DATOS DE ENTRADA.
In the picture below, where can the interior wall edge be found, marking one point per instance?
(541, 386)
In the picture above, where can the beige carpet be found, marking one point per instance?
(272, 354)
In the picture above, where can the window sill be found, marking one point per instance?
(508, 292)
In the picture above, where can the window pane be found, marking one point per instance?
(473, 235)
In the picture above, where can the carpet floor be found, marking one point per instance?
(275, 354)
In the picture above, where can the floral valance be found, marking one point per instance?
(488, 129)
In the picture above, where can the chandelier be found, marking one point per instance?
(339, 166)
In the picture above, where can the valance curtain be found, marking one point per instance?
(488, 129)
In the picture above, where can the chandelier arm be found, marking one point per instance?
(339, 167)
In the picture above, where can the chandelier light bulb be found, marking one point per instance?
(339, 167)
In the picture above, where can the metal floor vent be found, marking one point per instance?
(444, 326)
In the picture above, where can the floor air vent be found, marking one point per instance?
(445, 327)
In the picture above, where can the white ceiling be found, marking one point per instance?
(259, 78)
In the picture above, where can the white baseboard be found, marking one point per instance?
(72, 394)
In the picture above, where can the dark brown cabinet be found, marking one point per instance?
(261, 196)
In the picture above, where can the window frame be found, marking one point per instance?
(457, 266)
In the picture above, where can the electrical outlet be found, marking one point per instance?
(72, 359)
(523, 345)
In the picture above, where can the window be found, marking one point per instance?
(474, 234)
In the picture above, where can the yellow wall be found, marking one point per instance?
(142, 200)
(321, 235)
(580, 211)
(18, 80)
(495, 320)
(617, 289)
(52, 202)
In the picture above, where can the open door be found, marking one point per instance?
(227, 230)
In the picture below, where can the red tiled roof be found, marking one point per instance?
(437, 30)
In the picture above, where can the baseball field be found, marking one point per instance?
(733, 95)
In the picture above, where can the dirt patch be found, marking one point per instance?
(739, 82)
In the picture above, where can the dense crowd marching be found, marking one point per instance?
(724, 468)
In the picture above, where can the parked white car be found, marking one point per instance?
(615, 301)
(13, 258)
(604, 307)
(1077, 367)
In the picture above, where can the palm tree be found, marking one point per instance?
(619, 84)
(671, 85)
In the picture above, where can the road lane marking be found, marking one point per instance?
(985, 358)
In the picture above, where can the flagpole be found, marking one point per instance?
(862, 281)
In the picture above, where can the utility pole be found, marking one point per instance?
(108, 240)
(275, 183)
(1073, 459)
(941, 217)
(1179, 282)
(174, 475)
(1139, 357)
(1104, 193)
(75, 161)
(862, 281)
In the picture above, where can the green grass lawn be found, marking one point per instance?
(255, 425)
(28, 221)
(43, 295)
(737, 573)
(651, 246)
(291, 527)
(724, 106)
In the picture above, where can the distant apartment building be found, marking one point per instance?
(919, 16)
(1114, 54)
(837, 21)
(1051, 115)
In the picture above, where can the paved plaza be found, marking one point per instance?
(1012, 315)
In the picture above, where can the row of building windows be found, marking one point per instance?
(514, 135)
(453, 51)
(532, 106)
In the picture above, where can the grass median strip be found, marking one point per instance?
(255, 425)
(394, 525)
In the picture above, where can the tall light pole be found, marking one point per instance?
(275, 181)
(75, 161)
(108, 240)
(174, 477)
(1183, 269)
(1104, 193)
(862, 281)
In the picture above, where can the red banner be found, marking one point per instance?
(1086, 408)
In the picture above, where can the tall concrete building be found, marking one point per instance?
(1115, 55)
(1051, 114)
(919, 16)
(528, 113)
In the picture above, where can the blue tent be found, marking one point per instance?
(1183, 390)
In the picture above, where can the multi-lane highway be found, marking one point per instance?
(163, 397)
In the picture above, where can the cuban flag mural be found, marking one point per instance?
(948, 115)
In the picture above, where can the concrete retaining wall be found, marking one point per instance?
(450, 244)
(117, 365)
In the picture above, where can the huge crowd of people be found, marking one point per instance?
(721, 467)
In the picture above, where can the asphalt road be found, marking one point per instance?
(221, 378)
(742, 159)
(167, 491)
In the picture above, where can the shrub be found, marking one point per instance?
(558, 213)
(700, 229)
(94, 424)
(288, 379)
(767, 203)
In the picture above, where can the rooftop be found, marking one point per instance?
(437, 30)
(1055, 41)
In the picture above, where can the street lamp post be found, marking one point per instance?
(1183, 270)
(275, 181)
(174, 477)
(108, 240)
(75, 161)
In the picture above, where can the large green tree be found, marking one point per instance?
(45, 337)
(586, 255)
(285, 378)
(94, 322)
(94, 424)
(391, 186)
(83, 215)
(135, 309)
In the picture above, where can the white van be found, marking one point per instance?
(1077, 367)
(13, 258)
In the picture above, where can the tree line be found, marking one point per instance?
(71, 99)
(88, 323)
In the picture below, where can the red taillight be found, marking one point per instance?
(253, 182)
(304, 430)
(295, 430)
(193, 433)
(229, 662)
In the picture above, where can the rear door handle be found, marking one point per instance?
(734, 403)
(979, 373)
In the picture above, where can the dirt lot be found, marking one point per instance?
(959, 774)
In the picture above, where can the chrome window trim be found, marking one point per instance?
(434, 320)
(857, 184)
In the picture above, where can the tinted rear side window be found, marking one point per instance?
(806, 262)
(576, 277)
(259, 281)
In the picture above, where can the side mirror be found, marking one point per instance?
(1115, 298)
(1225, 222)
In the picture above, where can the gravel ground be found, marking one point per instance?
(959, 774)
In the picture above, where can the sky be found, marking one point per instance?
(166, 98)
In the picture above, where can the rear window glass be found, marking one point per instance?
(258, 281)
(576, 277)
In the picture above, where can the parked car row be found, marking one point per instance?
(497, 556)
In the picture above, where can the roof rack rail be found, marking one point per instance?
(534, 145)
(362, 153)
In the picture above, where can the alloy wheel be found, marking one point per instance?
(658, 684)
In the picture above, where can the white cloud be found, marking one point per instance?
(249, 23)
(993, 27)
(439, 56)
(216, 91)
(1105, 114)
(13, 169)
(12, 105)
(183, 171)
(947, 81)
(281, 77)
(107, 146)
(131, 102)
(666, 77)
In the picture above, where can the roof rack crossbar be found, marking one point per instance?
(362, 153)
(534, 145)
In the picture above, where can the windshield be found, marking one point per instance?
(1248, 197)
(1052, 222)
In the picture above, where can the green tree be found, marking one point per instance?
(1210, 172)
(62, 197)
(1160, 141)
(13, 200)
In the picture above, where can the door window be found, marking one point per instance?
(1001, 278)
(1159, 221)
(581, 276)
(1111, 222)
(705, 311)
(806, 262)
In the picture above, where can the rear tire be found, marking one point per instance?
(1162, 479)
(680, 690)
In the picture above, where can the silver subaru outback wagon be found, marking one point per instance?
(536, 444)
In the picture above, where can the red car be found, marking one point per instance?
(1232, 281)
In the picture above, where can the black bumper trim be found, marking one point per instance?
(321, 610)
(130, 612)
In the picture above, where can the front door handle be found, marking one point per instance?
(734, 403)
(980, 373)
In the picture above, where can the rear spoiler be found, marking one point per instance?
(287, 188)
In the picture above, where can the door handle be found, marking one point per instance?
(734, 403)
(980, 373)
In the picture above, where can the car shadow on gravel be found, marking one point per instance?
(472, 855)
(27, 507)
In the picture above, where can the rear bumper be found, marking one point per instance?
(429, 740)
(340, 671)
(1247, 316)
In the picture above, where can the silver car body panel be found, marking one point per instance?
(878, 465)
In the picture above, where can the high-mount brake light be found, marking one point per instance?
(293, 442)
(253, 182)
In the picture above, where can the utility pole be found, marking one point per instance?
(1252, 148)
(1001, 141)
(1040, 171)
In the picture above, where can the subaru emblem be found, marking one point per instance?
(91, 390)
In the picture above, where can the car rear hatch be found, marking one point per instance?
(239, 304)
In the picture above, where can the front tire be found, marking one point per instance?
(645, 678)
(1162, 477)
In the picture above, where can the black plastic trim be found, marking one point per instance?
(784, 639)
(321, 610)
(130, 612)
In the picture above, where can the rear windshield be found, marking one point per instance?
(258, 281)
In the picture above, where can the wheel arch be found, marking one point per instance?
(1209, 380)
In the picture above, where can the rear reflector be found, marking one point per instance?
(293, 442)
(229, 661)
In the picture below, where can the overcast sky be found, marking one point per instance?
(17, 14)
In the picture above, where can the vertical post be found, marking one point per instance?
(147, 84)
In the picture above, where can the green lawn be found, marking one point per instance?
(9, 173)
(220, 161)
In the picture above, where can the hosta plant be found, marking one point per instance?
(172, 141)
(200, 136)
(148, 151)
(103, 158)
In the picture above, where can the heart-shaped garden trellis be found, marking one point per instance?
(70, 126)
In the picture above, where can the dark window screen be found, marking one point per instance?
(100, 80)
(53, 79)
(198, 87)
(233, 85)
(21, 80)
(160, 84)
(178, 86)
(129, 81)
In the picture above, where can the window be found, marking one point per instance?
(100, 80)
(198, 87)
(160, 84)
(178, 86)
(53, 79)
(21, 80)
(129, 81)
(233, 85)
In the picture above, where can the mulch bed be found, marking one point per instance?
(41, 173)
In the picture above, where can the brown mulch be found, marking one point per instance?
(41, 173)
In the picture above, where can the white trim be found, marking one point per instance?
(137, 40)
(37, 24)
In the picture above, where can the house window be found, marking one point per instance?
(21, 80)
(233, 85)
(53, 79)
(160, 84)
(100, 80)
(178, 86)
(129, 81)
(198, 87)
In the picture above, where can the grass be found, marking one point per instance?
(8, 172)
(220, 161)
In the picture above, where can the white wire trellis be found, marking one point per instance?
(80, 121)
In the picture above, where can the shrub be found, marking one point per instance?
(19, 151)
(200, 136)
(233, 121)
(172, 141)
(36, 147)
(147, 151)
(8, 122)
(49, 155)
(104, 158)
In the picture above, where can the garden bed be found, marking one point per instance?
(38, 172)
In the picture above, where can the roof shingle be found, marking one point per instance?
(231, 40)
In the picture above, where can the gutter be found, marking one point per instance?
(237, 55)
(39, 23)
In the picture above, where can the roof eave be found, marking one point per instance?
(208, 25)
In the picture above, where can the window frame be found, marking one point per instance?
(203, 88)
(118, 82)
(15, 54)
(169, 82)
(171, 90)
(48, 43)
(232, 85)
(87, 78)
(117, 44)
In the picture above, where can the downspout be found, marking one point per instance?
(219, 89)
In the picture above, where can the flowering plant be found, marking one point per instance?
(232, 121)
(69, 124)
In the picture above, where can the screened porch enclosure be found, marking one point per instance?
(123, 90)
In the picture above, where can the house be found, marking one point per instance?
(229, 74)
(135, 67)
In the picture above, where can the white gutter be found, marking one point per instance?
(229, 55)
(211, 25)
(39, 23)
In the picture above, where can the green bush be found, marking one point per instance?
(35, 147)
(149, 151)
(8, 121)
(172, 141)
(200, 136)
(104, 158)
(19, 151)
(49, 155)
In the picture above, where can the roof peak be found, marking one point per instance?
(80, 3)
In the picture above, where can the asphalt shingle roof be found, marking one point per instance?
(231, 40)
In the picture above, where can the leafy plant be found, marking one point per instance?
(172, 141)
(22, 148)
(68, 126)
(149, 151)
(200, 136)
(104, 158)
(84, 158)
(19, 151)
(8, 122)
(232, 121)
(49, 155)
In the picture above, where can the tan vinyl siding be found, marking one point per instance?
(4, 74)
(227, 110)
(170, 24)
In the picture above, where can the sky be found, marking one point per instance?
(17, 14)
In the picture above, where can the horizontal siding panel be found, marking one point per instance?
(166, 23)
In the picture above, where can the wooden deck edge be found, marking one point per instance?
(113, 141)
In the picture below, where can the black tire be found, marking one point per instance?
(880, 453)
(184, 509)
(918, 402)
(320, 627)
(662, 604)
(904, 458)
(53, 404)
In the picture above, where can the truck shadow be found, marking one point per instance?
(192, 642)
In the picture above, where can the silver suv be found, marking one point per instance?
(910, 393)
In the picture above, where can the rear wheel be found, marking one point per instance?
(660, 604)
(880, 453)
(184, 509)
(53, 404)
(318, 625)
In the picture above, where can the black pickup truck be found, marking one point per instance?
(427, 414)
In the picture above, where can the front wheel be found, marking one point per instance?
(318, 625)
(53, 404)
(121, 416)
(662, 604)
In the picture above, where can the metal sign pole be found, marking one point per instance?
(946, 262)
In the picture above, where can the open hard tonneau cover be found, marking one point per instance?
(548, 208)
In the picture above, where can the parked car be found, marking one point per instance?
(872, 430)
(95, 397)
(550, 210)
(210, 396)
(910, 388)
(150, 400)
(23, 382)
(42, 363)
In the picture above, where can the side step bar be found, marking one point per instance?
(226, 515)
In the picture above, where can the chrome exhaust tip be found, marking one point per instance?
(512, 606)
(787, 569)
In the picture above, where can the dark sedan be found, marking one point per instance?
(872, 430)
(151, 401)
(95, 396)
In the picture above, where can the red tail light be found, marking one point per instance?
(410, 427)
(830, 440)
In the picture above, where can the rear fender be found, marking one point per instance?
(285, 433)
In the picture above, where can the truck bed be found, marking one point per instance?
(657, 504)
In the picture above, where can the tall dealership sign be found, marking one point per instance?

LO REQUERIDO. Convierte en una lista numerada las líneas del material anterior que van desde la que contiene "In the picture above, where can the door window" hasta la que contiene "(1232, 281)", ambas incluidas. Omite las líneas en blanco.

RESPUESTA SOLICITADA.
1. In the picture above, where can the door window be found, marking one point per instance?
2. (1001, 278)
3. (1159, 221)
4. (581, 276)
5. (1111, 222)
6. (705, 311)
7. (806, 262)
8. In the picture above, where can the rear tire be found, marking one point per instance?
9. (1162, 479)
10. (680, 690)
11. In the picture above, where can the silver subaru outback wagon be found, marking one point per instance?
12. (536, 444)
13. In the picture above, where can the red car be found, marking one point per instance?
14. (1232, 281)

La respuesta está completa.